I'm no queen producer, but I'd be very Leary of buying RJ from any source. Look at the risk/benefits first. CCD is here, and perhaps it has spread to US RJ producers and they just don't know it yet. Is it really worth the risk? Of course the link of CCD to RJ is far from proved, but the conservative route would be to avoid it unless the benefits outweigh the risks - only you can answer that.


----------



## tarheit (Mar 26, 2003)

I really don't see why anyone producing queens would need to buy royal jelly. Just graft a couple more cells than you really need and harvest the jelly to prime the next batch. Only takes 1-2 cells of jelly pulled on about the 3rd day to prime the next batch (38 cells per frame in my case). If you end up with a particularly good take, harvest a few more and freeze it. At the end of the season just freeze some to use in the spring. If you are just starting, graft a few days early and even if you have a lousy take, it will provide jelly for the future graft.

It takes little more time than you are already spending, costs almost nothing and avoids any risk of bringing in viruses, foulbrood, etc.

I just use small 2ml centrifuge tubes with caps. Handy for freezing and I only use them a week or two, storing them in the refrigerator to keep it fresh. Only downside is that I've only seen them sold in bags of 500 or larger. So I've got more than a lifetime supply.

Of course priming is not necessary. I've had perfect takes without it, but I simply find it easier and quicker to graft with more consistent results. Larvae also are not as likely to dry out. The makeup of royal jelly the workers feed the larvae actually changes with the age of the larvae, so the workers will end up changing out the jelly you put in there anyways.

-Tim


----------



## Michael Bush (Aug 2, 2002)

I started out priming because Doolittle and Jay Smith recommended it. I also tried not priming and didn't see a difference. Then I got "Better Queens" and found that Jay Smith gave it up.

"We used to prime our cells with bee milk but, after careful examination, believe it was a detriment, for the first thing the bees do is to remove all the milk we had put in. Grafting in bare cells is better-or rather not so bad." --Jay Smith, Better Queens
http://www.bushfarms.com/beesbetterqueens.htm#Shortcomings of the Grafting Method

I don't see a difference. But when I did this is how I got it:

"As a container for royal jelly, I use a small porcelain jar with a screw cap. A piece of waxed cardboard in the cover makes it air-tight. Let me offer a suggestion as to where you can get one of these jars. Make a raid on your wife's manicuring outfit, and, if luck is with you, you will find one of these jars. To be sure that luck will be with you, better do it when she is out. This jar usually has some pink dope in it. Take this out, put it into a tin can, present it to your wife with your compliments and make off with the jar. Thoroughly sterilize this jar by boiling, for the bees seem to object to the funny smell that comes with it. If your wife does not have this, or if you do not have a wife, you can go to the drug store and find just the size and style that suit you. The dope looks as though it might be of use if you put it into the grease cups of your flivver, but I do not want to suggest too many dangerous experiments for you to try all at once. For a jelly spoon, I prefer to make one out of the bone handle of a toothbrush, which also may be found in the manicuring outfit. Break off the brush and whittle down the small end until it fits nicely into a worker-cell. This jelly spoon and the jelly jar are to be carried in the pocket of your trousers or dress, whichever you wear. While working with your bees during the season you will be running across colonies that have royal jelly to spare. Whenever a swarm issues, just take out the jar and spoon and get the royal jelly. I have found that I come across enough in my regular work so that I never have to make any special hunt for jelly. It is well to have two of these jars; keep one in your pocket and the other in the grafting room." --Jay Smith, Queen Rearing Simplified
http://www.bushfarms.com/beesqueenrearingsimplified.htm


----------



## JohnK and Sheri (Nov 28, 2004)

* **Exercise set**:
A. In the royal jelly thread, why did Jay Smith stop priming cells with bee milk?
B. List every advantage of priming that tarheit's post in the royal jelly thread gives.

* **Raw data**:
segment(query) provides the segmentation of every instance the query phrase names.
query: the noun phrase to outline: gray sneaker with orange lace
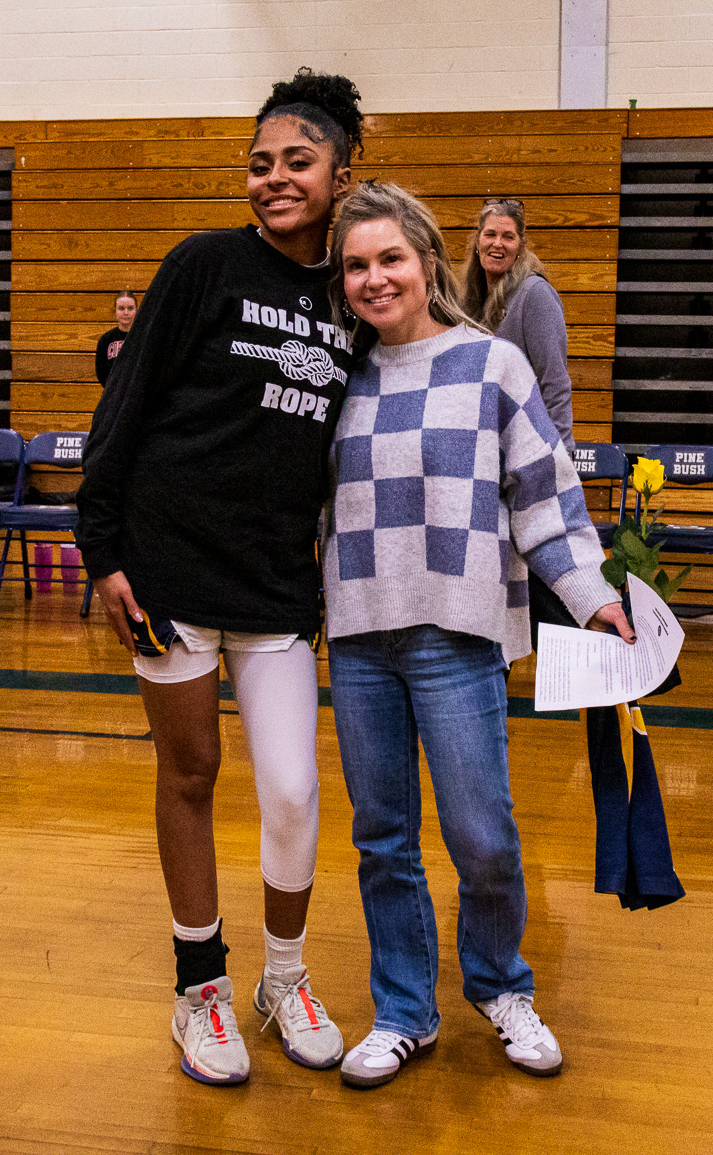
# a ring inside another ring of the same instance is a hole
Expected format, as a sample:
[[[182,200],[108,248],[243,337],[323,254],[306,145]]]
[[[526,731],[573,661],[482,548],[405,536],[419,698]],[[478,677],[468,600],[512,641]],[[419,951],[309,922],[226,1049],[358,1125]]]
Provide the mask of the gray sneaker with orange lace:
[[[255,1011],[274,1020],[282,1035],[282,1050],[303,1067],[333,1067],[342,1057],[339,1027],[312,994],[310,976],[299,964],[275,977],[267,970],[255,988]]]
[[[181,1070],[198,1082],[238,1083],[250,1074],[250,1059],[232,1011],[226,975],[187,986],[173,1005],[173,1038],[183,1048]]]

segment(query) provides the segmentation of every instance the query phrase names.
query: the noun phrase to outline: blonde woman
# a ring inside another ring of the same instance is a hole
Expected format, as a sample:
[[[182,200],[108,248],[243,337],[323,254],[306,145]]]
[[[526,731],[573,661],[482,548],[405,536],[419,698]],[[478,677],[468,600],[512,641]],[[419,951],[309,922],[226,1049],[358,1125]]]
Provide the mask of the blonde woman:
[[[564,310],[528,245],[522,201],[487,200],[469,247],[465,310],[525,353],[552,424],[571,454],[572,382]]]
[[[421,860],[418,739],[459,874],[468,1001],[507,1057],[562,1053],[520,955],[526,894],[507,768],[505,663],[529,653],[527,567],[581,626],[633,632],[534,373],[468,323],[431,213],[364,184],[334,230],[333,318],[364,350],[330,457],[325,590],[334,717],[371,942],[372,1030],[350,1086],[389,1082],[438,1037],[438,939]]]

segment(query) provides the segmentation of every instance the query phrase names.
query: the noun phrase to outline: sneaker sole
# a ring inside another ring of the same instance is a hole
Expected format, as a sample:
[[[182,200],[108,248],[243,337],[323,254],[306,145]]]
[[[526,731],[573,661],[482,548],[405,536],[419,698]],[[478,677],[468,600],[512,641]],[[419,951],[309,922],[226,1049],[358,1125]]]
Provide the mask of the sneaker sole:
[[[507,1056],[510,1059],[510,1055]],[[527,1063],[518,1063],[517,1059],[510,1059],[513,1067],[518,1071],[523,1071],[526,1075],[535,1075],[537,1079],[550,1079],[552,1075],[558,1075],[562,1071],[562,1059],[556,1067],[529,1067]]]
[[[342,1082],[347,1083],[348,1087],[357,1087],[359,1090],[369,1090],[370,1087],[384,1087],[385,1083],[393,1082],[396,1075],[400,1074],[403,1068],[409,1065],[409,1063],[430,1055],[431,1051],[435,1050],[437,1042],[438,1040],[435,1038],[432,1043],[426,1043],[424,1046],[419,1046],[406,1063],[398,1066],[395,1071],[389,1071],[383,1075],[374,1075],[371,1078],[369,1075],[357,1075],[351,1074],[349,1071],[342,1071]]]
[[[253,996],[253,1006],[258,1012],[258,1014],[261,1014],[263,1019],[267,1019],[269,1015],[269,1009],[268,1007],[260,1006],[260,1004],[258,1003],[259,990],[260,990],[260,984],[258,983],[255,993]],[[341,1063],[342,1056],[344,1053],[343,1044],[339,1055],[335,1056],[333,1059],[326,1059],[324,1063],[315,1063],[313,1059],[305,1058],[304,1055],[300,1055],[299,1051],[296,1051],[294,1048],[291,1048],[289,1040],[287,1040],[282,1034],[282,1028],[280,1027],[277,1020],[274,1019],[273,1022],[275,1023],[275,1027],[280,1031],[280,1036],[282,1038],[282,1050],[287,1055],[288,1059],[290,1059],[292,1063],[296,1063],[298,1066],[310,1067],[312,1071],[329,1071],[330,1067],[335,1067],[337,1063]]]
[[[173,1022],[172,1024],[172,1034],[173,1034],[173,1041],[178,1044],[178,1046],[180,1046],[181,1051],[184,1052],[183,1058],[180,1060],[180,1070],[184,1072],[184,1074],[188,1075],[190,1079],[195,1079],[196,1082],[207,1083],[210,1087],[235,1087],[238,1083],[247,1081],[250,1071],[246,1071],[245,1074],[235,1072],[233,1074],[229,1075],[210,1075],[206,1071],[199,1071],[199,1068],[194,1067],[193,1064],[188,1060],[188,1056],[186,1055],[186,1049],[184,1046],[183,1038],[180,1037],[180,1031],[178,1030],[176,1022]]]

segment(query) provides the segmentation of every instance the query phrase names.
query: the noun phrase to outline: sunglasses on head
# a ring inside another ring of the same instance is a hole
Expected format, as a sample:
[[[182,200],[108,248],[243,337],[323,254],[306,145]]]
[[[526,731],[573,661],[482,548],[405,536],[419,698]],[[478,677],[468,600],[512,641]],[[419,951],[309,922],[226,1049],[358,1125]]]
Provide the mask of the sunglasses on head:
[[[517,204],[519,209],[525,208],[525,201],[518,200],[517,196],[489,196],[483,201],[483,208],[490,208],[491,204]]]

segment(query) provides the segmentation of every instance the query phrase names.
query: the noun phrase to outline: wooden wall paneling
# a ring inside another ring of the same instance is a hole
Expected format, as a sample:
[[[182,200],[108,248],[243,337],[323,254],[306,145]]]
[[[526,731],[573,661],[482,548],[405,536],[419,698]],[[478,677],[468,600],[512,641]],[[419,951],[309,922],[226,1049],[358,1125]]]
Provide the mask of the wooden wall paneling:
[[[713,109],[632,109],[627,136],[713,136]]]
[[[49,120],[50,141],[202,140],[252,135],[254,117],[135,117],[120,120]]]
[[[17,149],[20,170],[223,169],[247,164],[250,136],[230,140],[28,141]],[[373,165],[614,164],[616,134],[492,136],[369,136],[352,169]]]
[[[367,135],[450,136],[485,133],[626,133],[621,109],[535,110],[513,112],[376,113],[364,118]],[[25,121],[27,124],[27,121]],[[29,121],[30,125],[35,121]],[[174,140],[252,134],[254,117],[164,117],[49,120],[47,140]],[[16,137],[20,139],[20,137]]]
[[[57,290],[58,292],[131,288],[143,292],[151,283],[159,261],[13,261],[13,299],[17,292]]]
[[[0,148],[15,148],[18,141],[44,141],[46,135],[44,120],[0,120]]]
[[[367,133],[391,136],[463,136],[513,133],[617,133],[626,135],[622,109],[528,112],[388,112],[364,118]]]
[[[186,230],[163,232],[31,232],[13,238],[13,255],[18,261],[162,261],[190,237]]]
[[[119,288],[119,286],[118,286]],[[133,285],[129,285],[133,288]],[[61,315],[67,321],[106,321],[113,325],[113,291],[15,292],[15,321],[52,321]],[[614,325],[616,295],[606,292],[565,292],[562,295],[567,325]]]
[[[565,292],[560,295],[567,325],[614,325],[616,293]]]
[[[13,320],[54,321],[61,315],[65,321],[96,321],[111,329],[116,323],[114,296],[113,292],[15,292]]]
[[[198,230],[87,230],[20,231],[13,238],[17,261],[147,261],[162,260],[191,232]],[[470,231],[444,229],[454,261],[462,261]],[[532,245],[543,260],[602,261],[616,259],[617,234],[609,229],[533,229]]]
[[[95,378],[95,383],[75,382],[65,385],[59,381],[13,381],[10,386],[10,407],[13,412],[94,412],[102,386]]]
[[[587,202],[588,198],[573,198]],[[596,198],[610,201],[611,198]],[[575,215],[575,207],[571,215]],[[594,217],[606,217],[602,206]],[[581,213],[582,223],[585,210]],[[246,200],[214,201],[17,201],[13,211],[13,232],[25,229],[238,229],[255,221]],[[602,225],[610,222],[599,221]],[[616,222],[614,222],[616,223]],[[467,224],[467,222],[463,222]]]
[[[610,360],[567,360],[567,372],[573,389],[611,390]]]
[[[94,353],[15,352],[13,381],[96,382]]]
[[[621,166],[608,164],[454,164],[373,165],[359,178],[394,180],[418,196],[444,193],[462,196],[585,195],[618,193]],[[194,200],[245,198],[245,169],[117,170],[111,184],[99,170],[39,170],[13,173],[16,200]]]
[[[62,292],[131,285],[148,289],[158,261],[14,261],[13,290]],[[615,292],[616,261],[547,261],[547,274],[558,292]]]
[[[614,357],[614,326],[575,325],[567,330],[570,357]]]
[[[13,321],[10,341],[17,352],[94,352],[97,341],[107,328],[96,321]]]
[[[89,352],[110,326],[106,321],[13,321],[17,352]],[[614,357],[614,326],[579,325],[569,330],[571,357]]]
[[[65,321],[96,321],[111,329],[116,325],[114,296],[113,292],[15,292],[13,320],[55,321],[61,316]]]
[[[572,416],[575,422],[611,422],[611,392],[572,389]]]
[[[81,431],[89,430],[91,427],[91,415],[94,409],[88,409],[83,412],[44,412],[36,413],[28,410],[13,410],[13,429],[17,430],[21,437],[27,440],[35,437],[37,433],[52,432],[54,430],[75,430],[77,433]],[[51,492],[52,490],[72,490],[79,485],[79,478],[74,478],[69,482],[69,476],[73,475],[75,470],[70,469],[55,469],[52,470],[52,476],[45,478],[44,491]],[[80,472],[80,471],[76,471]],[[35,484],[35,477],[37,476],[37,470],[32,470],[32,484]],[[61,478],[65,478],[62,484]],[[57,484],[59,482],[59,484]],[[39,489],[40,486],[38,486]]]
[[[594,424],[574,422],[572,432],[575,441],[611,441],[611,422]]]
[[[471,229],[482,196],[425,198],[443,229]],[[530,229],[616,228],[618,196],[527,196]],[[235,229],[254,221],[246,200],[17,201],[13,229]]]

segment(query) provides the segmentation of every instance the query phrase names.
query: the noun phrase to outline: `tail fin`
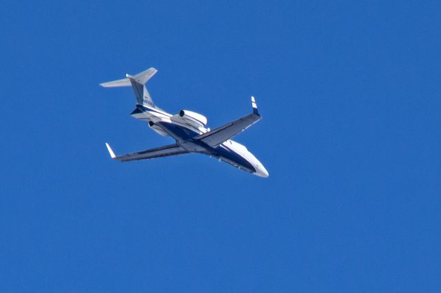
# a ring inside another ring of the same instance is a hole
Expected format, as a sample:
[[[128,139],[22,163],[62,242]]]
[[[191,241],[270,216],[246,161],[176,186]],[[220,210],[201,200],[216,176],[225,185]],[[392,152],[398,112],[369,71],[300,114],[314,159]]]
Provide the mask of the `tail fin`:
[[[151,67],[134,76],[128,74],[125,74],[126,78],[100,83],[100,85],[104,87],[129,87],[132,85],[138,104],[155,107],[150,94],[147,90],[147,87],[145,87],[145,83],[156,72],[158,72],[158,70]]]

* **Solutions by task**:
A. After careful examination, he believed priming was a detriment, because the first thing the bees do is remove all the milk that was put in. He concluded that grafting into bare cells is better, or at least "not so bad."

B.
- Grafting is easier.
- Grafting is quicker.
- Results are more consistent.
- Larvae are not as likely to dry out.